*** Begin section ***
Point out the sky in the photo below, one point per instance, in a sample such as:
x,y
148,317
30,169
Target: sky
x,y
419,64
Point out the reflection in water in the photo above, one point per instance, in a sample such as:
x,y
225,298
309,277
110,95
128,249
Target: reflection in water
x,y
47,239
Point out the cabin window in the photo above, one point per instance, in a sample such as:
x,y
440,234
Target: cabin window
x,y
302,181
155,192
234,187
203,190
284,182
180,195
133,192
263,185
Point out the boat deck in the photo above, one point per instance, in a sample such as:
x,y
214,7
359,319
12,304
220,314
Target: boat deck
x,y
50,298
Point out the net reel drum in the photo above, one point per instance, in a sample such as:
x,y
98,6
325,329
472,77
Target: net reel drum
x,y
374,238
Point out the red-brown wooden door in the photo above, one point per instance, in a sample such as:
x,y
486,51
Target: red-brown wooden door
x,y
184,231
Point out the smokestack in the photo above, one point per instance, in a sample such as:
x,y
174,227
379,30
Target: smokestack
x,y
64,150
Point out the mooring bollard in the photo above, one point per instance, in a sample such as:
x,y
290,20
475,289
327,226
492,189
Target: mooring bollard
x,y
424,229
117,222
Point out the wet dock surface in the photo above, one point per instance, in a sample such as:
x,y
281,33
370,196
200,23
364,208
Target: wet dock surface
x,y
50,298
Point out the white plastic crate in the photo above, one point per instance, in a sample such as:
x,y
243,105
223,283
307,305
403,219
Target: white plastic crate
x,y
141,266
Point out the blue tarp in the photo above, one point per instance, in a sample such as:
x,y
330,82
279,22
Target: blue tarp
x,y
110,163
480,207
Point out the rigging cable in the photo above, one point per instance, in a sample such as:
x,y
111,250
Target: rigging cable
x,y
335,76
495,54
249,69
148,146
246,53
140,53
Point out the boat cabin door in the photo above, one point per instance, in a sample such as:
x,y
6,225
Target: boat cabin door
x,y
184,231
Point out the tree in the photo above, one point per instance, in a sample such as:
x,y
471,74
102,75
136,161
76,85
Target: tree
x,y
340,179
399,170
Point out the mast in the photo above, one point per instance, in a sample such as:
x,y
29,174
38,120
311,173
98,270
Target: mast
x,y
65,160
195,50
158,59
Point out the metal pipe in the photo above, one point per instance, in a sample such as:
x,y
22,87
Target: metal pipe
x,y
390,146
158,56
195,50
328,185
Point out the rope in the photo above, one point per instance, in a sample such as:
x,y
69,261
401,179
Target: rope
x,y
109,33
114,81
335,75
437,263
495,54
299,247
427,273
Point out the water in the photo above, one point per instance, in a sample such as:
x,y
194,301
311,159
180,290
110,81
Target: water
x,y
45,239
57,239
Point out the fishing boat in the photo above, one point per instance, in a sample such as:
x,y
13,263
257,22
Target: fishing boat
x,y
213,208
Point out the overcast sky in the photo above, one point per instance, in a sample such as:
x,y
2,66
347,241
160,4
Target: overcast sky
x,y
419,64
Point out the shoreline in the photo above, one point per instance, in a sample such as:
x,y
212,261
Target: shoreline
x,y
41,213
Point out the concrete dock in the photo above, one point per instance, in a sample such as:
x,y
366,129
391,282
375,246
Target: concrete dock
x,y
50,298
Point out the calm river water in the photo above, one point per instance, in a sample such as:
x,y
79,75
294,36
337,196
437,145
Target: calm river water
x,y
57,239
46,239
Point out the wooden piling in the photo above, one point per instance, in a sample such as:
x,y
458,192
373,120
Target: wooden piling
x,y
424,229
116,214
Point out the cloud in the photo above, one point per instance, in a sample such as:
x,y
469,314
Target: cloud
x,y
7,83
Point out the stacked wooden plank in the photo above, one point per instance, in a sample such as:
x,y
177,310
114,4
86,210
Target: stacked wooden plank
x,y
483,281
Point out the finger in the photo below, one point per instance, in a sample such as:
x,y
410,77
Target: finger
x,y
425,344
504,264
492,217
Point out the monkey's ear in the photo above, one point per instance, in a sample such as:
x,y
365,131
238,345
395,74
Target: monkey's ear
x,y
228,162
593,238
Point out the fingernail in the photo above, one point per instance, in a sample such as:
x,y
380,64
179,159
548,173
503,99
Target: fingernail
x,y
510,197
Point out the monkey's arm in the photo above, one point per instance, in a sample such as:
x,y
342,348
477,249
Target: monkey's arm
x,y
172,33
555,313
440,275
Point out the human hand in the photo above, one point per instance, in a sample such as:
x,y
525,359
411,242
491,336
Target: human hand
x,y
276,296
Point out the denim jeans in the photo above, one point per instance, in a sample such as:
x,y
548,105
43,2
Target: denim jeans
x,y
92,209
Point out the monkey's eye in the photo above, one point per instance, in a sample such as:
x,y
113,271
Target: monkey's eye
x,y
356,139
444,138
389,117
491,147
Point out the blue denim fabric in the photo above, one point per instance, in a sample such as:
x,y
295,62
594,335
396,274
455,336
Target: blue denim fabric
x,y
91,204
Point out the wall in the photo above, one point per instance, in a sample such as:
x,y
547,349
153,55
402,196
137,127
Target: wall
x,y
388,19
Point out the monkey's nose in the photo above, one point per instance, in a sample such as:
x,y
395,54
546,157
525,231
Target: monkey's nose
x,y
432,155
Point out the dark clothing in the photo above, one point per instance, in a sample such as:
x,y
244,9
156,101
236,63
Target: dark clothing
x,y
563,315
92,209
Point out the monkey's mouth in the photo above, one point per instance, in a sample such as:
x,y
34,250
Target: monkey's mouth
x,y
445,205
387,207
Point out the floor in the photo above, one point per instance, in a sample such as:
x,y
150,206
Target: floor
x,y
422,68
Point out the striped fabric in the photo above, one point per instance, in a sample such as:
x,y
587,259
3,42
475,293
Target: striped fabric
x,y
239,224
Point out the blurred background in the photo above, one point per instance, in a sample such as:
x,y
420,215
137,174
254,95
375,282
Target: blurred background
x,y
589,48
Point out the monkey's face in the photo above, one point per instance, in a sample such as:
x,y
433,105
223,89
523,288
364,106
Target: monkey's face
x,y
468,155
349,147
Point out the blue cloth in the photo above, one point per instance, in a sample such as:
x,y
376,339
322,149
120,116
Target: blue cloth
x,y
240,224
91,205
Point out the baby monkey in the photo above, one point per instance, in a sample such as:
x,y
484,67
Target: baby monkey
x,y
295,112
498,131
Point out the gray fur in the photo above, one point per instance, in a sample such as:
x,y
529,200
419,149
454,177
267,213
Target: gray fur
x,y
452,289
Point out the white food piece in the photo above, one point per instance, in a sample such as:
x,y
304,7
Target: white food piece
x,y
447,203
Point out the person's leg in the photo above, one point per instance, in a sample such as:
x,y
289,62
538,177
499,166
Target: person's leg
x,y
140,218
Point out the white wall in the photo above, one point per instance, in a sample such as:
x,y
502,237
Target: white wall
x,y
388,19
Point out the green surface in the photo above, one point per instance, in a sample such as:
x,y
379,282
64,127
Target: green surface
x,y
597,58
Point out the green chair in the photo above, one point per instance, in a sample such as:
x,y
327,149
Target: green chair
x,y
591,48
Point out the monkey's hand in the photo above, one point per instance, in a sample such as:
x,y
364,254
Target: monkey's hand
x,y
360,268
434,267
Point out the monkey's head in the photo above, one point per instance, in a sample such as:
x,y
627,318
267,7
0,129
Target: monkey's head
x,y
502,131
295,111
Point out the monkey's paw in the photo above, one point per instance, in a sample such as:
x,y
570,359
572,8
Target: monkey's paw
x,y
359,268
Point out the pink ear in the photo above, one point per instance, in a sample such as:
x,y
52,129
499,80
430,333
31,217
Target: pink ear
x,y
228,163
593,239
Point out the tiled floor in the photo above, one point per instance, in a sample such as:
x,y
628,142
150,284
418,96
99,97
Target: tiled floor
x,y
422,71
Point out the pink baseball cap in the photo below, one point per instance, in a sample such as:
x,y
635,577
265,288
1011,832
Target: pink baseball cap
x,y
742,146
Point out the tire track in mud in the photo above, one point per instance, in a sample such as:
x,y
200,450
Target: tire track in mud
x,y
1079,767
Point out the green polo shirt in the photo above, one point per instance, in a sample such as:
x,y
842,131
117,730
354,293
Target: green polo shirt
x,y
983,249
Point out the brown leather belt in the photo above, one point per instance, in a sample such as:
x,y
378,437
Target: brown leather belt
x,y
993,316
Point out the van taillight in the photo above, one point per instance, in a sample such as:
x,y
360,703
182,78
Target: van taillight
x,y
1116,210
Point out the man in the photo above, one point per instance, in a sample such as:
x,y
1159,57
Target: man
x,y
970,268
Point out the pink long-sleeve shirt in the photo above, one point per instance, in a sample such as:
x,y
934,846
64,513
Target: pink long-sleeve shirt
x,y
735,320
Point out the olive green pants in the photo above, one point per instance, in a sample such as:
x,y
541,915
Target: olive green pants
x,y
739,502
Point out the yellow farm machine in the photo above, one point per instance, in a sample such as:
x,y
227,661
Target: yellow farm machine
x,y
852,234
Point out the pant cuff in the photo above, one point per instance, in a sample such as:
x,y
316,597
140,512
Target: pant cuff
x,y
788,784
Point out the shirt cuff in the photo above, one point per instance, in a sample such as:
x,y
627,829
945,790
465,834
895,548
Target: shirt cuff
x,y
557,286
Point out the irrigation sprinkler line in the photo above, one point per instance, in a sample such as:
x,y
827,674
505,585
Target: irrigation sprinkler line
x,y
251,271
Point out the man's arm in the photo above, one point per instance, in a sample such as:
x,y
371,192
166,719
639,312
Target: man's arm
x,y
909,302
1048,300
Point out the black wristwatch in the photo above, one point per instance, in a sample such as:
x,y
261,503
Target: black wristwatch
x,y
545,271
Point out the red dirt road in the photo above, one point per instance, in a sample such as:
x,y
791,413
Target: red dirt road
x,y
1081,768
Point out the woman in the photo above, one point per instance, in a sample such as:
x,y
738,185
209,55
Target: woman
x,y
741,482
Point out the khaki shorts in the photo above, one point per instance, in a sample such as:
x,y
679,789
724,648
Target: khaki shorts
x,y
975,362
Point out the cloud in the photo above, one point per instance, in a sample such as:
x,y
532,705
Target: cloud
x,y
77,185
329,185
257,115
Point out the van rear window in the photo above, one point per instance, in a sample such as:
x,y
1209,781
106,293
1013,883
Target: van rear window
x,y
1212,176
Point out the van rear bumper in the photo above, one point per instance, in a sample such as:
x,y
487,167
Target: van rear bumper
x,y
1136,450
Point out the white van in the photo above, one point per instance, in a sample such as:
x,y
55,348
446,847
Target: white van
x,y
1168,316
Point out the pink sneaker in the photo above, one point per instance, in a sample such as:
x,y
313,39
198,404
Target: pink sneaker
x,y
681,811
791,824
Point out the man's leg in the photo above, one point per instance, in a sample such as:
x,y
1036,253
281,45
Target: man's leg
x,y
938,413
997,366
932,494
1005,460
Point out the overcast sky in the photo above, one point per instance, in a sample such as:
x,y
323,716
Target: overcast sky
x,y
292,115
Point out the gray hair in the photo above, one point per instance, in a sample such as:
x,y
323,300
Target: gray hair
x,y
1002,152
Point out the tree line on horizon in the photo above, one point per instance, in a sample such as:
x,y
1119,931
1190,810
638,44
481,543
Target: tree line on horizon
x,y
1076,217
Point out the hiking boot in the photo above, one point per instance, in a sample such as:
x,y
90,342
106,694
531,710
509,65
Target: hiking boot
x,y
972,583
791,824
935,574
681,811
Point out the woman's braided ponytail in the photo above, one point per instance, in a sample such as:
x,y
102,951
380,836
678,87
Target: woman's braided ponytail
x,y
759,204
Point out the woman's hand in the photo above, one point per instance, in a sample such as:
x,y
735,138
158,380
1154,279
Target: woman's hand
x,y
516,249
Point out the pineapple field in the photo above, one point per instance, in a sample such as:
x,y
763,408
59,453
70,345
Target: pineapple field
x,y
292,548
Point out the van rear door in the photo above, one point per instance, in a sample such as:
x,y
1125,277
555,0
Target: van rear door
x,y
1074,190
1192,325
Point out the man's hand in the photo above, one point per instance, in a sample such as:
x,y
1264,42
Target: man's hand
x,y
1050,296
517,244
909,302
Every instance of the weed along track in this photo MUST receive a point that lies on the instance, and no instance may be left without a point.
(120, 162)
*** End section ***
**YOUR TASK:**
Working through the records above, copy each line in which "below" is found.

**WRITTEN RESPONSE:**
Point out the sky in the photo below, one point per instance, in a sample such as:
Point out the finger in the photo below, one point per instance, in a sample such as:
Point out the pink baseball cap in the photo below, one point per instance, in a sample such as:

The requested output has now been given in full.